====== Data listing ======
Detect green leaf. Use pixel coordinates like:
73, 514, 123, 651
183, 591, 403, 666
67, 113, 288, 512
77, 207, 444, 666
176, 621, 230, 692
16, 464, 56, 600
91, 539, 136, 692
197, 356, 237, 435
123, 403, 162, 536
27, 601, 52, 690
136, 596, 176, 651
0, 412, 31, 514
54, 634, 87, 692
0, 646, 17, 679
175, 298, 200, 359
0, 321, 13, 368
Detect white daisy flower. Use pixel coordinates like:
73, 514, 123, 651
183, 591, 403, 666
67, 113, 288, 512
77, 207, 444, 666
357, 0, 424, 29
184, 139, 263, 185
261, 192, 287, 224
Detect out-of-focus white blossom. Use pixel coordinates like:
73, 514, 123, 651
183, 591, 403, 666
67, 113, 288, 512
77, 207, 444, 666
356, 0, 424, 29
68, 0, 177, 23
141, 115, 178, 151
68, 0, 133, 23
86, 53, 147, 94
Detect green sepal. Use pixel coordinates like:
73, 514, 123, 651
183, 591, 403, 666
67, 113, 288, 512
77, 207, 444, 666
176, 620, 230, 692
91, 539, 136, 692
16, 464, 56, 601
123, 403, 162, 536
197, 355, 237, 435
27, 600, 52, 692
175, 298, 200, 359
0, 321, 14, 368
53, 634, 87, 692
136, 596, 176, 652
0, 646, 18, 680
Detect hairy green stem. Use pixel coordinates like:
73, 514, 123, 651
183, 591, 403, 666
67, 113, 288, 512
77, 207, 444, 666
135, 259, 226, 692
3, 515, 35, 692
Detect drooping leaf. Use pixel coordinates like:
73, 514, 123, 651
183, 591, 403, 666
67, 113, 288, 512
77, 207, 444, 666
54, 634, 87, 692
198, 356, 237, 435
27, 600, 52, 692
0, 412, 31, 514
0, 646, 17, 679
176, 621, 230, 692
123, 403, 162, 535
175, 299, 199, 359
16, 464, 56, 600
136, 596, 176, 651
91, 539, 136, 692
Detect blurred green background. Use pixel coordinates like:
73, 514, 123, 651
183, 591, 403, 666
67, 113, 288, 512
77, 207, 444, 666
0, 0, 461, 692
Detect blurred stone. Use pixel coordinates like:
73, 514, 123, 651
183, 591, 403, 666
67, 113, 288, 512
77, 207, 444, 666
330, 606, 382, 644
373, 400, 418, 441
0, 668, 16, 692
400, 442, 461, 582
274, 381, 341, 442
======
§ Task requirements: Convert the records above into a JSON list of strings with one string per line, and omit any blank lines.

§ Complete output:
[
  "Detect green leaf. Use pixel coordinates like:",
  "73, 514, 123, 651",
  "183, 591, 403, 666",
  "67, 113, 288, 512",
  "77, 207, 444, 666",
  "176, 621, 230, 692",
  "16, 464, 56, 600",
  "91, 539, 136, 692",
  "197, 356, 237, 435",
  "123, 403, 162, 536",
  "27, 601, 52, 690",
  "136, 596, 176, 651",
  "0, 412, 31, 514",
  "54, 634, 87, 692",
  "0, 646, 17, 679",
  "175, 298, 200, 359",
  "0, 321, 13, 368",
  "Detect white daisy flower. Use pixel coordinates like:",
  "73, 514, 123, 651",
  "183, 591, 403, 666",
  "67, 113, 288, 512",
  "77, 207, 444, 666",
  "357, 0, 424, 29",
  "184, 139, 263, 185",
  "261, 192, 287, 224",
  "Detect out-of-focus white blossom. Use pixel coordinates like:",
  "73, 514, 123, 651",
  "183, 591, 403, 666",
  "67, 113, 288, 512",
  "77, 207, 444, 666",
  "356, 0, 424, 29",
  "68, 0, 177, 23",
  "141, 115, 178, 151",
  "68, 0, 133, 23",
  "86, 53, 147, 94",
  "Detect green sepal. Use pixel coordinates like:",
  "73, 514, 123, 651",
  "183, 591, 403, 666",
  "67, 113, 288, 512",
  "77, 207, 444, 666",
  "176, 620, 230, 692",
  "91, 539, 136, 692",
  "16, 464, 56, 601",
  "123, 403, 162, 536",
  "197, 355, 237, 435",
  "27, 600, 52, 692",
  "175, 298, 200, 359",
  "0, 321, 14, 368",
  "53, 634, 87, 692",
  "136, 596, 176, 652",
  "0, 646, 18, 680",
  "Detect hairy green stem. Use pixel coordinates like:",
  "73, 514, 123, 651",
  "183, 591, 403, 666",
  "67, 113, 288, 512",
  "77, 207, 444, 666",
  "135, 259, 226, 692",
  "3, 515, 35, 692",
  "Detect drooping leaf. Use pixel coordinates like:",
  "73, 514, 123, 651",
  "183, 591, 403, 666",
  "67, 113, 288, 512",
  "77, 207, 444, 666",
  "54, 634, 87, 692",
  "198, 356, 237, 435",
  "27, 600, 52, 692",
  "0, 412, 31, 514",
  "0, 646, 17, 679",
  "176, 621, 230, 692",
  "123, 403, 162, 535",
  "175, 299, 199, 359",
  "16, 464, 56, 600",
  "136, 596, 176, 651",
  "91, 539, 136, 692",
  "Detect blurred green background. Use pixel coordinates like:",
  "73, 514, 123, 651",
  "183, 591, 403, 666",
  "67, 113, 288, 512",
  "77, 207, 444, 666",
  "0, 0, 461, 692",
  "Detect blurred stone. Use pixel coordinates like:",
  "73, 514, 123, 651",
  "183, 591, 403, 666",
  "67, 113, 288, 512",
  "77, 207, 444, 666",
  "330, 606, 382, 644",
  "373, 400, 418, 441",
  "0, 668, 16, 692",
  "400, 442, 461, 582",
  "274, 381, 341, 442"
]